▶ **Exercise**: Substitute "upper-left corner" for "top-left corner" throughout the data below, and reproduce the data with every other character unchanged.

▶ **Annotation records**:
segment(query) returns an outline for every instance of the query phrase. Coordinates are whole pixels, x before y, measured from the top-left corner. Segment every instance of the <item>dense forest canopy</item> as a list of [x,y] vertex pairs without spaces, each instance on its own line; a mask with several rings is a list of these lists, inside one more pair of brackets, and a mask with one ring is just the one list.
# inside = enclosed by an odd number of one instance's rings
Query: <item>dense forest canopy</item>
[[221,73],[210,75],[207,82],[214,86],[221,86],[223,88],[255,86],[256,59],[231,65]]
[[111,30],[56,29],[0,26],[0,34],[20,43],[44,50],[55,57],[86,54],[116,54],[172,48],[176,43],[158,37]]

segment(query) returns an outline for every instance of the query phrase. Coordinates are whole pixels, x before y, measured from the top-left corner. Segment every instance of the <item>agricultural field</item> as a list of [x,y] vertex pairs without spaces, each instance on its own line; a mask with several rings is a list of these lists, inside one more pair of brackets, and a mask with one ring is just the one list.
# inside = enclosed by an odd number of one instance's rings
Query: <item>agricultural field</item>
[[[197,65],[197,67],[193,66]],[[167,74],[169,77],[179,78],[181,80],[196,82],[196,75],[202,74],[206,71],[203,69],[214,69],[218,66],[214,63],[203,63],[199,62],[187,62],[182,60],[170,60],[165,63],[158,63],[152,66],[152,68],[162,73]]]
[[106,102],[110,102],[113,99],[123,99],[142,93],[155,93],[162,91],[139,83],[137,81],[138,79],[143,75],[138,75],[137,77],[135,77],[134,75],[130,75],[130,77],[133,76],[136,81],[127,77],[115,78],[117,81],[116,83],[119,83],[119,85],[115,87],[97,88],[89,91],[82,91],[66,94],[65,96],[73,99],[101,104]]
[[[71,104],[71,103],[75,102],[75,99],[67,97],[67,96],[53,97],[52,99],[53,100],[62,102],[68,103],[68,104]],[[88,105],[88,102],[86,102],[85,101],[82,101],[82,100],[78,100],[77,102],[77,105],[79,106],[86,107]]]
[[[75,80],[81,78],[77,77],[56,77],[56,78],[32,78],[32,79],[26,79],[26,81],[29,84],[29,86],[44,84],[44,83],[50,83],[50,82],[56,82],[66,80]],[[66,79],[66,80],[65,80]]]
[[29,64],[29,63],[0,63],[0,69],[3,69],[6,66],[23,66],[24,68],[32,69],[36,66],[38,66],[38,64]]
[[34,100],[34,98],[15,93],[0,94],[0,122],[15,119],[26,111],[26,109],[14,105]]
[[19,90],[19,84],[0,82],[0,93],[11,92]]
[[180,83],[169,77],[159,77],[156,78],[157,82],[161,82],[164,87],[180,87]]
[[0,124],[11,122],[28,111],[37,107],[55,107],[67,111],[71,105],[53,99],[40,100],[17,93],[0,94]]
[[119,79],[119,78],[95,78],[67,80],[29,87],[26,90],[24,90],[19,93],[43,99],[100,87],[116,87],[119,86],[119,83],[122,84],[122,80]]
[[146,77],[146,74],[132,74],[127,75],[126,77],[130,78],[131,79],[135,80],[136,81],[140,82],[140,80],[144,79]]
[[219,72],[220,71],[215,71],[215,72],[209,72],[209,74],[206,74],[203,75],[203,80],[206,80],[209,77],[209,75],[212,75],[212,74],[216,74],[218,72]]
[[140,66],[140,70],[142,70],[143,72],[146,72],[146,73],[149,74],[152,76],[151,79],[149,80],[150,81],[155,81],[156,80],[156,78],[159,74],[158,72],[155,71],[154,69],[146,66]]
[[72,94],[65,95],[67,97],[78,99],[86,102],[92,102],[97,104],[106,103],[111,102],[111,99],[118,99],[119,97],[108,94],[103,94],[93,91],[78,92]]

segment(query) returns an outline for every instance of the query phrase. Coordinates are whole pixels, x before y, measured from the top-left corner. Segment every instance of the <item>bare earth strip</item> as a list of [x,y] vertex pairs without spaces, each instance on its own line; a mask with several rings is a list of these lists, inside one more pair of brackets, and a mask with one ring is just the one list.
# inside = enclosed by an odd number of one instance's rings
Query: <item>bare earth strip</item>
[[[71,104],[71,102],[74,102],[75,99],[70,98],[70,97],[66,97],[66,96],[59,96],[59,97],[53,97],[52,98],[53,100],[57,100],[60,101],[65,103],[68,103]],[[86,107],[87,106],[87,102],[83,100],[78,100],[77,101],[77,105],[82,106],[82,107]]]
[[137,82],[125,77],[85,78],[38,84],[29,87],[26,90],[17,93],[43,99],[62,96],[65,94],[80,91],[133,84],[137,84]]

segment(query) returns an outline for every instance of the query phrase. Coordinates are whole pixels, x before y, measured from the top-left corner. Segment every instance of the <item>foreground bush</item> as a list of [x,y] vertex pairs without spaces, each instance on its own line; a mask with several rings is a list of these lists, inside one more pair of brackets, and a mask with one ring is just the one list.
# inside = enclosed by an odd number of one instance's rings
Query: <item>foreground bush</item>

▶ **Task response**:
segment(query) returns an outline for every instance of the query phrase. Coordinates are whole pixels, x before y, measured from the upper-left corner. Segment every instance of the <item>dense forest canopy</item> as a list of [x,y] vertex pairs without spaces, each instance on its own line; a mask with several rings is a list of these lists, inside one more pair of brackets, and a mask with one ring is just the one list.
# inside = enclosed by an odd number of one instance's rings
Query: <item>dense forest canopy</item>
[[221,73],[210,75],[207,82],[214,86],[221,86],[223,88],[255,86],[256,59],[231,65]]
[[111,30],[56,29],[0,26],[0,34],[20,43],[44,50],[55,57],[86,54],[116,54],[172,48],[176,43],[158,37]]

segment(query) returns an outline for every instance of the query phrase. Coordinates are whole pixels, x before y, measured from the upper-left corner. Segment every instance of the <item>agricultural field</item> as a list of [x,y] vertex pairs without spaces, each instance on its own line; a mask with several rings is a list of these lists, inside one more pair of brackets, and a mask with one ring is just the one list.
# inside = enclosed by an odd number of one instance's rings
Query: <item>agricultural field</item>
[[[197,65],[197,67],[193,66]],[[167,74],[169,77],[179,78],[181,80],[196,82],[196,75],[202,74],[206,71],[203,69],[214,69],[218,66],[214,63],[203,63],[199,62],[187,62],[182,60],[170,60],[165,63],[158,63],[152,66],[152,68],[162,73]]]
[[106,102],[110,102],[113,99],[123,99],[142,93],[155,93],[162,91],[139,83],[137,81],[138,79],[143,75],[138,75],[137,77],[135,77],[134,75],[130,75],[130,77],[133,76],[136,81],[127,77],[115,78],[117,81],[116,83],[119,83],[119,85],[115,87],[97,88],[89,91],[82,91],[66,94],[65,96],[73,99],[101,104]]
[[[71,104],[71,103],[75,102],[75,99],[67,97],[67,96],[53,97],[52,99],[53,100],[62,102],[68,103],[68,104]],[[88,105],[88,102],[86,102],[85,101],[82,101],[82,100],[78,100],[77,102],[77,105],[79,106],[86,107]]]
[[[75,80],[81,78],[77,77],[56,77],[56,78],[32,78],[32,79],[26,79],[26,81],[29,84],[29,86],[44,84],[44,83],[50,83],[50,82],[56,82],[66,80]],[[66,79],[66,80],[65,80]]]
[[29,64],[29,63],[0,63],[0,69],[3,69],[6,66],[23,66],[24,68],[32,69],[36,66],[38,66],[38,64]]
[[34,100],[34,98],[15,93],[0,94],[0,122],[15,119],[26,111],[26,109],[14,105]]
[[19,90],[19,84],[0,82],[0,93],[11,92]]
[[180,83],[169,77],[159,77],[156,78],[157,82],[161,82],[164,87],[180,87]]
[[0,124],[11,122],[28,111],[37,107],[55,107],[67,111],[71,105],[53,99],[40,100],[17,93],[0,94]]
[[119,79],[119,78],[95,78],[67,80],[29,87],[26,90],[24,90],[19,93],[43,99],[100,87],[116,87],[119,86],[119,83],[122,84],[122,80]]
[[146,77],[146,74],[132,74],[127,75],[126,77],[130,78],[131,79],[135,80],[136,81],[140,82],[140,80],[144,79]]
[[219,72],[220,71],[215,71],[215,72],[209,72],[209,74],[206,74],[203,75],[203,80],[206,80],[209,77],[209,75],[212,75],[212,74],[216,74],[218,72]]
[[140,66],[140,70],[142,70],[143,72],[146,72],[146,73],[149,74],[152,76],[151,79],[149,80],[150,81],[155,81],[156,80],[156,78],[159,74],[158,72],[155,71],[154,69],[146,66]]
[[72,94],[65,95],[67,97],[78,99],[86,102],[92,102],[97,104],[106,103],[111,102],[111,99],[118,99],[119,97],[108,94],[103,94],[93,91],[78,92]]

segment(query) returns an outline for every instance of the query phrase. Coordinates are whole pixels, x before y, measured from the upper-left corner. Segment every instance of the <item>bare earth strip</item> as a list of [x,y] vertex pairs without spaces, each instance on its own line; a mask with several rings is a list of these lists, inside one more pair of brackets, and a mask with one ring is just the one list.
# inside = enclosed by an odd number of one instance's rings
Query: <item>bare earth strip</item>
[[[71,104],[71,102],[74,102],[75,99],[70,98],[70,97],[66,97],[66,96],[59,96],[59,97],[53,97],[52,98],[53,100],[57,100],[60,101],[65,103],[68,103]],[[86,107],[87,106],[87,102],[83,100],[78,100],[77,101],[77,105],[82,106],[82,107]]]
[[137,82],[125,77],[85,78],[38,84],[29,87],[26,90],[17,93],[43,99],[62,96],[65,94],[80,91],[133,84],[137,84]]

segment(query) returns an outline for every instance of the query phrase. Coordinates are whole pixels, x before y, measured from the upper-left corner. Segment every instance of the <item>foreground bush</item> as a list of [x,y] vertex pairs without spaces, each instance on its own line; a mask with several rings is a list of these lists, inside one more pair of brackets, and a mask with one ring is just the one list.
# inside = enclosed by an odd number of one instance's rings
Query: <item>foreground bush</item>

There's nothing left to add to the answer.